Problem to solve: Turn every line of the rows below into a numbered list, leaving out any blank lines.

** START OF Supplied material **

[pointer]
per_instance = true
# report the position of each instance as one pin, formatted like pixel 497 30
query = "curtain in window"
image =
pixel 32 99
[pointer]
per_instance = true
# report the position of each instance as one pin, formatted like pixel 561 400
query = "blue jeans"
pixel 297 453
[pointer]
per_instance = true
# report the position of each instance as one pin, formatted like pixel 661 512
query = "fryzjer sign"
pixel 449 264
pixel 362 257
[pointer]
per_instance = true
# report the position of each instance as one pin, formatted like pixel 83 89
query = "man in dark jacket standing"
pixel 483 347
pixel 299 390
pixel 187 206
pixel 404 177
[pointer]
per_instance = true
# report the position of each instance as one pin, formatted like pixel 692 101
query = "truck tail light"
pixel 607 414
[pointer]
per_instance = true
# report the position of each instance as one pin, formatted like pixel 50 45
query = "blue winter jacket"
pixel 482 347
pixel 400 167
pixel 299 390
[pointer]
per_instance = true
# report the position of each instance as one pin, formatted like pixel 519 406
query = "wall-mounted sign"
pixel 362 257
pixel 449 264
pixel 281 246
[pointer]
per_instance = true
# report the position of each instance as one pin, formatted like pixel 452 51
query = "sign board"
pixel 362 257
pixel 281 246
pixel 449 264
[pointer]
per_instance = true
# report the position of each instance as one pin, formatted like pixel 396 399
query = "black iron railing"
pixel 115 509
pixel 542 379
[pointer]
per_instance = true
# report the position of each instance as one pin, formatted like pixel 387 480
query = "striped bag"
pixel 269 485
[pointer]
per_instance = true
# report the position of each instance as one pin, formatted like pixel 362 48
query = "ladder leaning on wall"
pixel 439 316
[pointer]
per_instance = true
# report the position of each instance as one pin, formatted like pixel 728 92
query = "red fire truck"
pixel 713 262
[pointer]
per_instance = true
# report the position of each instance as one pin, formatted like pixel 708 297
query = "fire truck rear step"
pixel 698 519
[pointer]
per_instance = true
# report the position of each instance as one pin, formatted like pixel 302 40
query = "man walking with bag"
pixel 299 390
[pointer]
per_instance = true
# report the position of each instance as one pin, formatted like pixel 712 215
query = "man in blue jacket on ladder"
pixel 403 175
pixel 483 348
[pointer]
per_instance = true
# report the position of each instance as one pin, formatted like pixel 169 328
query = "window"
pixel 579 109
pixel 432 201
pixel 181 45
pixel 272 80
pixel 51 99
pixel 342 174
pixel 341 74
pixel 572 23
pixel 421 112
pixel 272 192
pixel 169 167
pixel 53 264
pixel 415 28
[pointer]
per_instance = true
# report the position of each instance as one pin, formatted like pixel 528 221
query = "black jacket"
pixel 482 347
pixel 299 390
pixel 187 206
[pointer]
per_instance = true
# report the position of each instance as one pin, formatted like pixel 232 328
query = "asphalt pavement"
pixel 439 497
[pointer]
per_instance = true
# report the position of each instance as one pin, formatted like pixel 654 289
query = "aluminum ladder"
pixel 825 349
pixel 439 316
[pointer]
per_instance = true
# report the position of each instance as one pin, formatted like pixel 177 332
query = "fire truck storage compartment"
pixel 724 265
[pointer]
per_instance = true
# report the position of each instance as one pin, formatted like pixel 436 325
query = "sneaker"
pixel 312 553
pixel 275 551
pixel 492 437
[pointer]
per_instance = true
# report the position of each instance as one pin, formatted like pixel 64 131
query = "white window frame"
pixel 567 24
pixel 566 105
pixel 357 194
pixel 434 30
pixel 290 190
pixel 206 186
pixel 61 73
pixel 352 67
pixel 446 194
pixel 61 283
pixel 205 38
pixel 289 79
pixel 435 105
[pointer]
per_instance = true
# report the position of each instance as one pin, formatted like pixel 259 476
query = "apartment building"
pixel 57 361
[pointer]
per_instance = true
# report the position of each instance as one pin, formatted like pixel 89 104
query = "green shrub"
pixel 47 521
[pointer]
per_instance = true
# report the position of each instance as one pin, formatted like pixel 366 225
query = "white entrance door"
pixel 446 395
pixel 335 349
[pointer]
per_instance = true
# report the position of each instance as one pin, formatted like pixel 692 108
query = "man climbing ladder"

** END OF Supplied material **

Result for this exercise:
1. [pointer]
2. per_instance = true
3. # report the position of each instance as one pin, formatted like pixel 497 30
4. query = "curtain in window"
5. image =
6. pixel 32 99
7. [pointer]
8. per_instance = true
9. # report the position of each instance as one pin, formatted like pixel 561 400
10. query = "blue jeans"
11. pixel 297 453
12. [pointer]
13. per_instance = true
14. # report the position of each instance as one pin, formatted like pixel 661 512
15. query = "fryzjer sign"
16. pixel 449 264
17. pixel 362 257
18. [pointer]
19. per_instance = true
20. # report the position of each instance as one pin, formatted like pixel 83 89
21. query = "man in dark jacket standing"
22. pixel 483 347
23. pixel 299 390
24. pixel 187 206
25. pixel 404 177
26. [pointer]
27. per_instance = true
28. # report the position of each instance as one pin, formatted like pixel 692 101
29. query = "truck tail light"
30. pixel 607 414
31. [pointer]
32. per_instance = true
33. # report the position of each instance as one pin, formatted like pixel 50 45
34. query = "blue winter jacket"
35. pixel 482 347
36. pixel 400 167
37. pixel 299 390
38. [pointer]
39. per_instance = true
40. # report the position of each instance as one pin, formatted like pixel 519 406
41. query = "wall-mounted sign"
42. pixel 362 257
43. pixel 449 264
44. pixel 281 246
45. [pointer]
46. per_instance = true
47. # report the position of each instance as one pin, formatted like pixel 452 51
48. query = "sign board"
49. pixel 362 257
50. pixel 281 246
51. pixel 449 264
52. [pointer]
53. per_instance = true
54. # report the position of each instance as one pin, formatted like pixel 396 399
55. query = "black iron railing"
56. pixel 115 509
57. pixel 542 379
58. [pointer]
59. per_instance = true
60. # report the position of each instance as one pin, formatted like pixel 387 480
61. query = "striped bag"
62. pixel 269 485
63. [pointer]
64. per_instance = true
65. # report the position of each instance as one pin, formatted like pixel 362 48
66. query = "ladder leaning on wall"
67. pixel 439 316
68. [pointer]
69. per_instance = true
70. # report the position of each instance as one pin, formatted like pixel 728 92
71. query = "red fire truck"
72. pixel 713 262
73. [pointer]
74. per_instance = true
75. # report the position of each instance as one pin, formatted like pixel 708 297
76. query = "fire truck rear step"
77. pixel 698 519
78. [pointer]
79. per_instance = true
80. # report the position of each instance as one pin, formatted like pixel 302 40
81. query = "man walking with bag"
82. pixel 299 390
83. [pointer]
84. per_instance = true
85. # report the position of each instance as one pin, formatted like pixel 712 215
86. query = "man in blue jacket on ladder"
87. pixel 403 175
88. pixel 483 348
89. [pointer]
90. per_instance = true
91. # report the position of each instance as one pin, formatted like pixel 169 328
92. query = "window"
93. pixel 579 109
94. pixel 432 201
95. pixel 181 45
96. pixel 272 80
97. pixel 51 99
98. pixel 342 174
99. pixel 341 74
100. pixel 572 23
101. pixel 421 112
102. pixel 272 192
103. pixel 169 167
104. pixel 53 264
105. pixel 415 28
106. [pointer]
107. per_instance = true
108. # report the position of each instance as one pin, formatted like pixel 528 221
109. query = "black jacket"
110. pixel 482 347
111. pixel 299 390
112. pixel 187 206
113. [pointer]
114. per_instance = true
115. # report the position of each instance as one pin, formatted like pixel 232 328
116. query = "asphalt pavement"
117. pixel 439 497
118. [pointer]
119. per_instance = true
120. # report the position of each instance as one pin, formatted like pixel 654 289
121. query = "aluminum ladder"
122. pixel 825 349
123. pixel 439 316
124. [pointer]
125. per_instance = true
126. # report the position of each instance as one pin, formatted like pixel 177 332
127. query = "fire truck storage compartment"
128. pixel 724 265
129. [pointer]
130. per_instance = true
131. # report the position of each instance as one pin, formatted like pixel 436 325
132. query = "sneaker"
133. pixel 312 553
134. pixel 275 551
135. pixel 492 437
136. [pointer]
137. per_instance = true
138. # report the position of each instance as one pin, formatted like pixel 64 131
139. query = "white window frame"
140. pixel 567 24
141. pixel 566 105
142. pixel 357 194
143. pixel 434 30
144. pixel 290 190
145. pixel 206 186
146. pixel 61 73
147. pixel 352 67
148. pixel 446 194
149. pixel 61 283
150. pixel 205 38
151. pixel 289 79
152. pixel 435 105
153. [pointer]
154. per_instance = true
155. # report the position of each instance as one pin, formatted like pixel 259 476
156. query = "apartment building"
157. pixel 57 361
158. [pointer]
159. per_instance = true
160. # report the position of each instance as one pin, formatted like pixel 89 104
161. query = "green shrub"
162. pixel 47 521
163. [pointer]
164. per_instance = true
165. # report the position of each instance as one pin, formatted like pixel 366 225
166. query = "white entrance door"
167. pixel 446 395
168. pixel 335 349
169. [pointer]
170. per_instance = true
171. # report the position of each instance as one pin, formatted like pixel 692 108
172. query = "man climbing ladder"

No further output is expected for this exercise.